*To be done*. Please count the lines below that contain the string "background", matching case exactly, and give only the number.

*Stored data*.

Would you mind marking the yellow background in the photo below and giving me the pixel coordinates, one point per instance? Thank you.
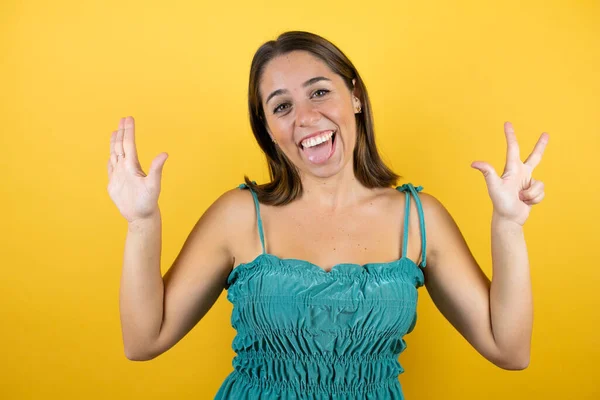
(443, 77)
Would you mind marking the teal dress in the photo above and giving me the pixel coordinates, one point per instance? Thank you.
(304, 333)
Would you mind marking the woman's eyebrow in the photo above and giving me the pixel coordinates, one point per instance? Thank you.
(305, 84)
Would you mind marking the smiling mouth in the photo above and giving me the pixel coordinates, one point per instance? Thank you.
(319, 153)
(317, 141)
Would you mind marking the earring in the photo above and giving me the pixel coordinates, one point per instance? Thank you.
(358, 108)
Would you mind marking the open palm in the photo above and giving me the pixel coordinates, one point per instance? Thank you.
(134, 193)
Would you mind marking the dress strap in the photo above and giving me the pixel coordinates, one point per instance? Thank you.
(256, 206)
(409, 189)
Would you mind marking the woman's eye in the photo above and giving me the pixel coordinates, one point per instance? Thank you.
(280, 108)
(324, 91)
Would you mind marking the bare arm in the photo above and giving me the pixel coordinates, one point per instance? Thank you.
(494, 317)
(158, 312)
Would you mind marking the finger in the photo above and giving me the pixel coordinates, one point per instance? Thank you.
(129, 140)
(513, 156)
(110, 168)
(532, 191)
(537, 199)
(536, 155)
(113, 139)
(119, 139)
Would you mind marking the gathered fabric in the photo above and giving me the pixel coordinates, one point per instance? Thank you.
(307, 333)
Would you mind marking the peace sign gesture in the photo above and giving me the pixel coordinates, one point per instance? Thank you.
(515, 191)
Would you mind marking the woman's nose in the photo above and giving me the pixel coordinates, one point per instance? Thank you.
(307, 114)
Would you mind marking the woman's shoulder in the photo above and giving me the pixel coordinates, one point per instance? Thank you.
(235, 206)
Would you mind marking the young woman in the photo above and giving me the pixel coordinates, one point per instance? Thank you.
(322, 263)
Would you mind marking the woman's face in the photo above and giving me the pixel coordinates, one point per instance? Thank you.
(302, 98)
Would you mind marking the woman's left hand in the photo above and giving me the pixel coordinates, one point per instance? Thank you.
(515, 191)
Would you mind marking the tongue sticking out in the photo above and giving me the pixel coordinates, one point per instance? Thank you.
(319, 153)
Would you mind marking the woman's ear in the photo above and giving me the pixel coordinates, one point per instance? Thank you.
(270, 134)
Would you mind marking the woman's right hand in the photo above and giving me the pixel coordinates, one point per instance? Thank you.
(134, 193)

---

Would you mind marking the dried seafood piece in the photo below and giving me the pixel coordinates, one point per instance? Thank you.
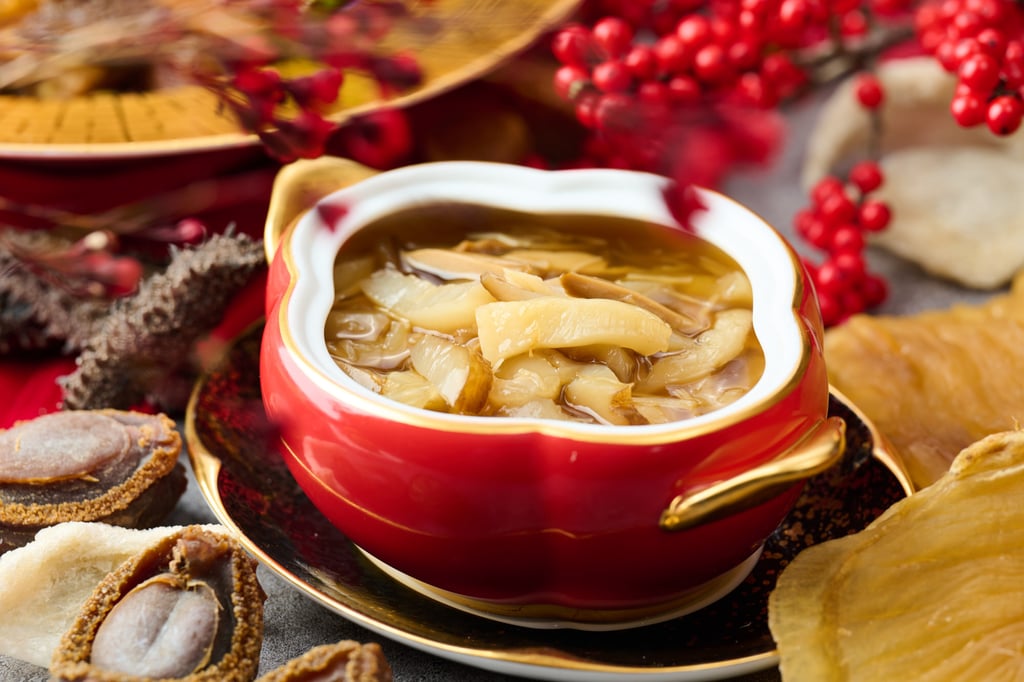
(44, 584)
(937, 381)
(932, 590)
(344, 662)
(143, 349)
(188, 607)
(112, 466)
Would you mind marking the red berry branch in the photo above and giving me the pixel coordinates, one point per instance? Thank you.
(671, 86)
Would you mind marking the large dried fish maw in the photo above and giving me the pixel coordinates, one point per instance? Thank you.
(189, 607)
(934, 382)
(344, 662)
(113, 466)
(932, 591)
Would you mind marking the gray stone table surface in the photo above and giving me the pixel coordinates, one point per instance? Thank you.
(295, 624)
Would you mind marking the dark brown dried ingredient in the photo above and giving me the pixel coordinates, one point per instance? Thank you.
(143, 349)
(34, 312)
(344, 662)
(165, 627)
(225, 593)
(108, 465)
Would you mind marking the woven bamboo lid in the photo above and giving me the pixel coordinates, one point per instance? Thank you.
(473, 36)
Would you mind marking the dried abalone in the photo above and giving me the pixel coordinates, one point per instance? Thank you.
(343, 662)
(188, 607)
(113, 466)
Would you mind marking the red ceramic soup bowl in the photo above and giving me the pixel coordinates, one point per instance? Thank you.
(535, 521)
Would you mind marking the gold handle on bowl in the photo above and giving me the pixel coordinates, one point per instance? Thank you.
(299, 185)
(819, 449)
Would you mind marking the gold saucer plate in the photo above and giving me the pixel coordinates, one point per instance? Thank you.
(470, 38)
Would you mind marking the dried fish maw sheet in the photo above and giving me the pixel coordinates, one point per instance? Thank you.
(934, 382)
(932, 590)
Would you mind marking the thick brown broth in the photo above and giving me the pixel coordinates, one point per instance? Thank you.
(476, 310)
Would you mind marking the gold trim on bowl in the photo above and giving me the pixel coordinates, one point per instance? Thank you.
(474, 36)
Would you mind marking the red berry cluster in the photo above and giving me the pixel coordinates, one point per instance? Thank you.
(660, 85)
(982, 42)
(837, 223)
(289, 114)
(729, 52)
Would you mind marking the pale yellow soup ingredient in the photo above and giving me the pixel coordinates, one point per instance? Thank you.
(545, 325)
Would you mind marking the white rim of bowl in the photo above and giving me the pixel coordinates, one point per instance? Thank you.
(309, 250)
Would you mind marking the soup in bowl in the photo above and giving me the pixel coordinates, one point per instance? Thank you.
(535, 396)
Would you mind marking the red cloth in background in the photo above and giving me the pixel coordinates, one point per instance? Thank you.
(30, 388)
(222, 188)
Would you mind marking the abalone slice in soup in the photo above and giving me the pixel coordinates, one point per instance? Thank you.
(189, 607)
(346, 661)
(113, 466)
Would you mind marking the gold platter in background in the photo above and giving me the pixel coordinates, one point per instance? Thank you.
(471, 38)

*Worked answer*. 3